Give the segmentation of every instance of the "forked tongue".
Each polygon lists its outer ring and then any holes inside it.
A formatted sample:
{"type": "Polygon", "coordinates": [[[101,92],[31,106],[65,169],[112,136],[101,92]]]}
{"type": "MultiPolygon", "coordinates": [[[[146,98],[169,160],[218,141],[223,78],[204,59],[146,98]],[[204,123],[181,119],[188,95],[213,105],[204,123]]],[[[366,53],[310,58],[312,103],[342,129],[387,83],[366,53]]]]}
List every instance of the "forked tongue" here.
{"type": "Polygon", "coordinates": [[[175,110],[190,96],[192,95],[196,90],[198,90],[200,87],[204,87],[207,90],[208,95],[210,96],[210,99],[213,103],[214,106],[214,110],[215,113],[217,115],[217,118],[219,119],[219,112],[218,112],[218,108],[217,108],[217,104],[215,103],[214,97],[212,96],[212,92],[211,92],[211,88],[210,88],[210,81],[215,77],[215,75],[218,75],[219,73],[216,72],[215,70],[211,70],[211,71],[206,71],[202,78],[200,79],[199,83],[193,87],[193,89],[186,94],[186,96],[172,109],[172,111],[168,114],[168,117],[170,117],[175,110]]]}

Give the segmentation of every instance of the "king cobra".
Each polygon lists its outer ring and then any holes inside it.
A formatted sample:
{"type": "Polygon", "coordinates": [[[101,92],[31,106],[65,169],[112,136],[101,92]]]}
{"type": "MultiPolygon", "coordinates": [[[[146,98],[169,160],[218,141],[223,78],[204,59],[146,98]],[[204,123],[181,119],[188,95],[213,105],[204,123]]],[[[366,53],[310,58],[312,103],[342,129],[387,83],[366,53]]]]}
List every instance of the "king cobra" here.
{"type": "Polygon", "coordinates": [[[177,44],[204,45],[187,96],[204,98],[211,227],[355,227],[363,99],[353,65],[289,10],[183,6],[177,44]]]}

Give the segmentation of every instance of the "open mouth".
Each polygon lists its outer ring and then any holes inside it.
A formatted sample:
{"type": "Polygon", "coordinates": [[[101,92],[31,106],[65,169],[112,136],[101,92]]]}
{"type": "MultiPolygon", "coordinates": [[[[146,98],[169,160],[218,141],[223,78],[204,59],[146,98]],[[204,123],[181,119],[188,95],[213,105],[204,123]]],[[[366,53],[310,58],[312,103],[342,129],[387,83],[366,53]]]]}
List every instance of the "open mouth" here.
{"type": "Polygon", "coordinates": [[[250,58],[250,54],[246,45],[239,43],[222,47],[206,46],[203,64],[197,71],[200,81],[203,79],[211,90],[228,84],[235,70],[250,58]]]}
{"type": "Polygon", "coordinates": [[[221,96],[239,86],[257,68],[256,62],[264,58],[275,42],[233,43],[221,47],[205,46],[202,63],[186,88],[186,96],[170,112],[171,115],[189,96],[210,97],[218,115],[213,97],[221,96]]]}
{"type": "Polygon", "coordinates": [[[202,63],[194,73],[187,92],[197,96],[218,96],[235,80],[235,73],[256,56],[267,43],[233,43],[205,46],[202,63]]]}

☆ ☆ ☆ ☆ ☆ ☆ ☆

_ASSIGNMENT_
Print the material exactly as written, omitting nothing.

_ANSWER_
Give the segmentation of every instance of the "forked tongue".
Each polygon lists its outer ring and then any holes inside it.
A formatted sample:
{"type": "Polygon", "coordinates": [[[101,92],[31,106],[65,169],[112,136],[101,92]]]}
{"type": "MultiPolygon", "coordinates": [[[[146,98],[169,160],[218,141],[223,78],[204,59],[146,98]],[[204,123],[181,119],[188,95],[213,105],[204,123]]],[[[366,53],[310,58],[312,103],[342,129],[387,83],[366,53]]]]}
List every instance of the "forked tongue" here.
{"type": "Polygon", "coordinates": [[[175,110],[190,96],[192,95],[196,90],[198,90],[200,87],[204,87],[207,90],[208,95],[210,96],[210,99],[213,103],[214,106],[214,110],[215,113],[217,115],[217,118],[219,119],[219,112],[218,112],[218,108],[217,108],[217,104],[215,103],[214,97],[212,96],[212,92],[211,92],[211,88],[210,88],[210,81],[215,77],[215,75],[218,75],[219,73],[216,72],[215,70],[211,70],[211,71],[206,71],[202,78],[200,79],[199,83],[193,87],[193,89],[186,94],[186,96],[172,109],[172,111],[168,114],[168,117],[170,117],[175,110]]]}

Give the segmentation of every instance of the "king cobra".
Each polygon lists its outer ring and then any holes inside it.
A formatted sample:
{"type": "Polygon", "coordinates": [[[101,92],[31,106],[65,169],[112,136],[101,92]]]}
{"type": "MultiPolygon", "coordinates": [[[[146,98],[169,160],[218,141],[223,78],[204,59],[146,98]],[[204,123],[181,119],[188,95],[213,105],[204,123]]],[[[366,53],[310,58],[312,103],[342,129],[387,83],[366,53]]]]}
List every instance of the "king cobra" here.
{"type": "Polygon", "coordinates": [[[177,44],[204,45],[187,96],[204,98],[211,227],[355,227],[363,99],[353,65],[289,10],[183,6],[177,44]]]}

Give the segmentation of every instance of the "open mouth".
Each polygon lists its outer ring and then any holes inside it.
A formatted sample:
{"type": "Polygon", "coordinates": [[[101,92],[31,106],[65,169],[112,136],[101,92]]]}
{"type": "MultiPolygon", "coordinates": [[[[146,98],[169,160],[218,141],[223,78],[204,59],[146,98]],[[204,123],[181,119],[188,95],[213,105],[204,123]]],[[[366,53],[310,58],[312,103],[342,129],[387,83],[366,53]]]]}
List every instance of the "open mouth" here.
{"type": "Polygon", "coordinates": [[[250,58],[250,54],[246,45],[239,43],[222,47],[206,46],[203,64],[197,71],[200,81],[203,79],[211,90],[228,84],[235,70],[250,58]]]}
{"type": "Polygon", "coordinates": [[[221,96],[239,86],[257,68],[256,62],[264,58],[275,42],[233,43],[221,47],[205,46],[202,63],[186,88],[186,96],[170,112],[171,115],[189,96],[210,97],[218,115],[213,97],[221,96]]]}
{"type": "Polygon", "coordinates": [[[202,63],[194,73],[187,92],[197,96],[218,96],[235,80],[235,73],[256,56],[267,43],[233,43],[205,46],[202,63]]]}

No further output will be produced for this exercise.